**What to work on:** Each line of the material below is to be given again exactly.

**Records to use:**
+ + + + + + +

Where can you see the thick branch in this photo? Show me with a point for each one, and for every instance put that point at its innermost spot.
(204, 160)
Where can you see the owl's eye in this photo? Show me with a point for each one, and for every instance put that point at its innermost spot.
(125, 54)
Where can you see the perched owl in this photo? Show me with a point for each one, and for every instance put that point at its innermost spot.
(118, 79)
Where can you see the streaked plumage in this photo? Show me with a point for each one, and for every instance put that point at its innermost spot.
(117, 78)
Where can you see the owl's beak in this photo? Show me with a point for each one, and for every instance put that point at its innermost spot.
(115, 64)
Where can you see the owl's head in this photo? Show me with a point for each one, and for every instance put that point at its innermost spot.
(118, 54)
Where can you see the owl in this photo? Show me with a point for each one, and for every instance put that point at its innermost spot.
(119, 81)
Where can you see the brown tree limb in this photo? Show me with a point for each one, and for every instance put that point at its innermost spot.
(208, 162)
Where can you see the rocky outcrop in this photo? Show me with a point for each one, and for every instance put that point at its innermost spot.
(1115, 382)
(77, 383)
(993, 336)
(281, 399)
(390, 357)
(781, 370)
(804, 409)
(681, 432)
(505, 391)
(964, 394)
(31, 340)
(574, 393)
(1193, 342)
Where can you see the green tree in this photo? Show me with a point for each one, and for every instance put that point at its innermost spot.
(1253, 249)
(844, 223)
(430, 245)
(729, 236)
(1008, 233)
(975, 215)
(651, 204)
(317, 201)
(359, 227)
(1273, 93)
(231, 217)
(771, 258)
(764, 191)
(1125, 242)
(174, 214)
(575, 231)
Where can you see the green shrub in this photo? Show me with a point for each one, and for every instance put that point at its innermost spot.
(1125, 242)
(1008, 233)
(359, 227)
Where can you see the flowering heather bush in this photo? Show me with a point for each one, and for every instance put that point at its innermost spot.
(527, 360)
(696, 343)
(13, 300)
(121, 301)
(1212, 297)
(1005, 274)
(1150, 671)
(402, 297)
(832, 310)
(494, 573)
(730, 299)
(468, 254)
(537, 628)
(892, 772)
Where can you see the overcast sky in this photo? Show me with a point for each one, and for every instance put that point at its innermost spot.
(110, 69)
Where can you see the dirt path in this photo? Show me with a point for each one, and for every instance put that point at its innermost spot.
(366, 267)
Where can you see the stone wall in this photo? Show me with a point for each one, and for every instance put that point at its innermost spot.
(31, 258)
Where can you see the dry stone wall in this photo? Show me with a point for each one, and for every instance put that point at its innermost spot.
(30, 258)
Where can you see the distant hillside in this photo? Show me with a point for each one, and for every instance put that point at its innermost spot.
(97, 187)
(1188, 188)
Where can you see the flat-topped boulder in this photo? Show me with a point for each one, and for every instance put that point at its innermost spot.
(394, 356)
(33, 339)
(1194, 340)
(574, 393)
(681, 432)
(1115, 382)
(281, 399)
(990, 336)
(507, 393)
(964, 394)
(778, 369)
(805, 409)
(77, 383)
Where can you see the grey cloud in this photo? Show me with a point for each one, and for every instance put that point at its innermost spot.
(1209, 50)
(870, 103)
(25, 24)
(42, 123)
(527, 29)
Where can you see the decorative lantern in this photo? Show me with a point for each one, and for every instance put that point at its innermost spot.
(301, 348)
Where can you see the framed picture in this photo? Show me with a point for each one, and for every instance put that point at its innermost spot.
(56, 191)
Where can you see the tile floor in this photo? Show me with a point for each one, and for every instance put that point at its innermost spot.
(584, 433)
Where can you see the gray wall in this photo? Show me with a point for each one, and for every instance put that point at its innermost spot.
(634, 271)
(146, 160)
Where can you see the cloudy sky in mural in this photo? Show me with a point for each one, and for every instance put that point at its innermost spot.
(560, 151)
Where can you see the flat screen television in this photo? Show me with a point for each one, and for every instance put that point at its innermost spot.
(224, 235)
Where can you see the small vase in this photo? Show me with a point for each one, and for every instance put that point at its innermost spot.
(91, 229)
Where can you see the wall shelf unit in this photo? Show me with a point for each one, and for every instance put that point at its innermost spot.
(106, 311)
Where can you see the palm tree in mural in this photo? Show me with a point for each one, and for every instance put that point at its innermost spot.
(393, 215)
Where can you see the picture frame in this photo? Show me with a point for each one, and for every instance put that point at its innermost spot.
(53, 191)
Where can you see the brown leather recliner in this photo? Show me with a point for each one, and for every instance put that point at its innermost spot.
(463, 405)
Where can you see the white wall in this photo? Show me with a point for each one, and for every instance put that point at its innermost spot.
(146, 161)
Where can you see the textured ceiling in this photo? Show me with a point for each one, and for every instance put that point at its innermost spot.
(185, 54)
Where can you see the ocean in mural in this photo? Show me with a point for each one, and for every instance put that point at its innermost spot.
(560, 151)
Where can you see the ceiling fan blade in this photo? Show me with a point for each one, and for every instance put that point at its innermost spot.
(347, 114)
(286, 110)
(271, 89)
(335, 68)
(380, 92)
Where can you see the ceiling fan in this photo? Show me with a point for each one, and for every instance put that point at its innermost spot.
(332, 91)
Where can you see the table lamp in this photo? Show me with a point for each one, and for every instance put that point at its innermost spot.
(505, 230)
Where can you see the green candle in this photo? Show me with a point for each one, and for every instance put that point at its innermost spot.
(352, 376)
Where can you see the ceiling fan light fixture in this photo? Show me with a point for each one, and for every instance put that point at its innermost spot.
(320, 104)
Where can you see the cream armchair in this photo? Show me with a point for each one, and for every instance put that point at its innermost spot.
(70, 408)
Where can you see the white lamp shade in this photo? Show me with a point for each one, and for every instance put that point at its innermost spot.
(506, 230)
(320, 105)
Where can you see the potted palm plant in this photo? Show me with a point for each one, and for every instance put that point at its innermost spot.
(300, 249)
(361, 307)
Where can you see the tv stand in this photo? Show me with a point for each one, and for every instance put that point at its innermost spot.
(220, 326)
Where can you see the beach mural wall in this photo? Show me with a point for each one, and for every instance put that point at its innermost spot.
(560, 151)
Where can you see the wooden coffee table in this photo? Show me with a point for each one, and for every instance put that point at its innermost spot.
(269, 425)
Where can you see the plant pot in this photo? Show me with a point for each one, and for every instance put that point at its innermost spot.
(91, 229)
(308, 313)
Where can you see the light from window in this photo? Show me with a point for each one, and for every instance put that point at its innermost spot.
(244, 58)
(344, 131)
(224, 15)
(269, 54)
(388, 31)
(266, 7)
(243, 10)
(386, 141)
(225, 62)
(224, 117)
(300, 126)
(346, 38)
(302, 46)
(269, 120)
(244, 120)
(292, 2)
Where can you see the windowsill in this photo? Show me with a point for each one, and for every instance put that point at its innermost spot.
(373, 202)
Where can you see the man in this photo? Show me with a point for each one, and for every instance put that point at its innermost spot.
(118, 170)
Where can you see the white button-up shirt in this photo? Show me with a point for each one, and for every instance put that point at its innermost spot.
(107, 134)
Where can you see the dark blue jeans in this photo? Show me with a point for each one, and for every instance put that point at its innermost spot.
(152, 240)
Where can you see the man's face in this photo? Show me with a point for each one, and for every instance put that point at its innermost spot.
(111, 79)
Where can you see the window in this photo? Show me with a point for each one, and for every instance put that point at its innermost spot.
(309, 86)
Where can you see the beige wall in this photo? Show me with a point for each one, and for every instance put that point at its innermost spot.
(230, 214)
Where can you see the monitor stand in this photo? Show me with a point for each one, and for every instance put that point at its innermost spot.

+ + + + + + +

**Written answer:**
Where can you see the thick branch in this photo? Show me with a point for each one, and for every instance put that point at its innermost spot.
(204, 160)
Where can you see the owl's eye in this photo? Show me with a point for each one, and for every instance put that point at its innermost spot.
(125, 54)
Where can you see the perched owl in this photo? Show me with a point for each one, and for every instance put that point at its innermost spot.
(118, 79)
Where can you see the streaked plumage in this photo? Show me with a point for each one, and for every instance put that point at its innermost spot.
(117, 78)
Where can you see the owl's beak in this photo? Show me with a point for each one, and for every instance put that point at its innermost spot.
(115, 64)
Where can you see the owl's head in this photo? Show me with a point for each one, and for every instance put that point at its innermost spot.
(118, 54)
Where can you see the owl in this photo? Show me with a point for each one, and for every instance put that point at its innermost spot.
(119, 81)
Where can you see the brown tree limb in this photo? Show me with a point for each one, and for every instance put that point at its innermost spot.
(208, 162)
Where can you see the rocky outcrop in this photo? Show me with a point for each one, and for every instance put that point at its innermost spot.
(1115, 382)
(77, 383)
(993, 336)
(281, 399)
(390, 357)
(781, 370)
(804, 409)
(681, 432)
(505, 391)
(964, 394)
(31, 340)
(574, 393)
(1193, 342)
Where can you see the green tree in this photo? Show me with a point for each one, and for every instance put that point at its innermost spot.
(1253, 249)
(844, 223)
(430, 245)
(729, 236)
(1008, 233)
(975, 215)
(651, 204)
(317, 201)
(359, 227)
(1273, 93)
(231, 217)
(771, 258)
(764, 191)
(1125, 242)
(174, 214)
(575, 231)
Where can you see the green shrub in this photo? Show me with a point for each one, and for every instance put that point at its innermost spot.
(1125, 242)
(1008, 233)
(359, 227)
Where can you see the flowering heather bush in this photo? Show me with a point for each one, and for every instance put that point at its innermost spot.
(527, 360)
(696, 343)
(13, 300)
(121, 301)
(1212, 297)
(1005, 274)
(1150, 671)
(402, 297)
(832, 310)
(494, 573)
(730, 299)
(468, 254)
(537, 628)
(892, 772)
Where can you see the overcast sky in this photo? Show me with a point for each one, and for every instance put that point at its innermost spot.
(110, 69)
Where can you see the dirt path in this photo? Show me with a point for each one, and for every instance put that point at its innermost spot.
(366, 267)
Where can you see the stone wall in this photo? Show me with a point for each one, and for every instance put that point at its innermost spot.
(31, 258)
Where can you see the dry stone wall in this photo? Show me with a point for each one, and for every instance put that point at its innermost spot.
(30, 258)
Where can you see the distant hillside in this photo? Show me with a point for each one, and for every instance put that point at its innermost spot.
(97, 187)
(1188, 188)
Where can you see the flat-topped boulder in this photo? Show me with a point for each one, and for every instance put that point at its innermost spot.
(394, 356)
(33, 339)
(1194, 340)
(574, 393)
(681, 432)
(1115, 382)
(281, 399)
(990, 336)
(507, 393)
(964, 394)
(778, 369)
(805, 409)
(77, 383)
Where can you see the grey cloud in this photo? Show me with a point for each one, and for every instance put that point at its innermost spot.
(1209, 50)
(870, 103)
(25, 24)
(42, 123)
(527, 29)
Where can you see the decorative lantern in this photo? Show me with a point for each one, and for every instance put that point at its innermost spot.
(301, 348)
Where can you see the framed picture in this photo? Show me with a point for each one, and for every instance put that point at its innermost spot.
(56, 191)
Where can you see the tile floor in this photo? Show me with a point for each one, and for every instance put that point at its innermost spot.
(584, 433)
Where can you see the gray wall in this photo? Show me with a point for each one, and for every instance put that point at its innermost spot.
(634, 271)
(146, 160)
Where can you see the cloudy sky in mural in this photo? Show me with a point for each one, and for every instance put that point at its innermost spot.
(560, 151)
Where can you see the flat screen television in this photo? Show me with a point for each one, and for every instance put that point at its innermost spot.
(224, 235)
Where can you see the small vase in this photo? Show me with a point for each one, and for every instance put that point at its innermost spot.
(91, 229)
Where can you see the wall shelf unit in this photo? Show me with a point for each one, and for every instance put that point at its innermost spot.
(106, 311)
Where can you see the palm tree in mural in this photo? Show me with a point for each one, and for every instance put that point at its innermost spot.
(393, 215)
Where can you see the picture frame in this photo? Show me with a point for each one, and for every instance put that point at its innermost spot.
(53, 191)
Where can you see the brown leather recliner in this photo? Show me with a point for each one, and for every instance put that point at its innermost spot.
(463, 405)
Where can you see the white wall in this photo? Show me with a point for each one, and for every instance put that point at its innermost spot.
(146, 161)
Where can you see the textured ceiling in this photo? Show me with a point for each one, and for every instance put that point at its innermost spot.
(185, 54)
Where can you see the ocean in mural in this photo? Show me with a point for each one, and for every instance put that point at its innermost spot.
(560, 151)
Where can you see the ceiling fan blade in this photo? Show me with a point for each one, and for every instance put that point at its innermost spot.
(347, 114)
(286, 110)
(271, 89)
(335, 68)
(380, 92)
Where can you see the ceiling fan in this photo? Show me with a point for each one, and for every instance put that point at its innermost spot.
(332, 91)
Where can you see the table lamp in this photo? Show me with a point for each one, and for every instance put that point at its innermost spot.
(505, 230)
Where can you see the green candle in this photo? Show me with a point for each one, and for every instance put that point at its innermost spot.
(352, 376)
Where can you see the ceiling fan light fixture in this photo? Show me with a point for each one, and for every instance put that point at its innermost spot.
(320, 104)
Where can you see the cream armchair in this photo? Show me with a point for each one, and for every instance put that point at its innermost spot.
(70, 408)
Where can you see the white lamp shade in this photo? Show me with a point for each one, and for every instance put that point at its innermost spot.
(506, 230)
(320, 105)
Where can you see the potted palm plant in this photo? Show me with a point for each one, and for every instance put that point at its innermost spot.
(300, 249)
(361, 307)
Where can you see the tv stand in this photo? Show me with a point for each one, and for every instance put that point at its innermost spot.
(220, 326)
Where can you see the beach mural wall in this photo? Show me with a point for each one, and for every instance put that point at its innermost spot.
(560, 151)
Where can you see the wooden coffee table in this photo? Show me with a point for each one, and for every instance put that point at its innermost spot.
(269, 425)
Where can you see the plant pot in this photo? Show me with a point for each one, and for every instance put that point at its innermost spot.
(91, 229)
(308, 313)
Where can you see the light from window in this photo? Show me with a point for each one, and for every instance put that point at its innermost spot.
(244, 58)
(344, 131)
(224, 15)
(269, 54)
(388, 31)
(266, 7)
(243, 10)
(386, 141)
(225, 62)
(224, 117)
(300, 126)
(346, 38)
(302, 46)
(269, 120)
(244, 120)
(292, 2)
Where can you see the windowsill in this photo? Show me with a point for each one, and for every instance put that point at its innermost spot.
(373, 202)
Where can you see the man in this photo? Show me with a point for each one, and for every instance put that point at its innermost spot.
(118, 170)
Where can you see the white button-up shirt in this photo? Show me with a point for each one, and for every instance put that point at its innermost spot.
(107, 134)
Where can you see the dark blue jeans in this photo? Show me with a point for each one, and for every instance put that point at its innermost spot.
(152, 240)
Where can you see the man's face in this photo? Show me with a point for each one, and for every instance put that point at its innermost spot.
(111, 79)
Where can you see the window in this photo? Show me with a point for each one, and for every instance put that point at its innermost spot.
(309, 86)
Where can you see the beige wall in this photo? Show me with a point for each one, and for every instance put that point at its innermost spot.
(230, 214)
Where can you see the monitor stand in this photo? Show me with a point for each one, and for every instance put that point at its innermost spot.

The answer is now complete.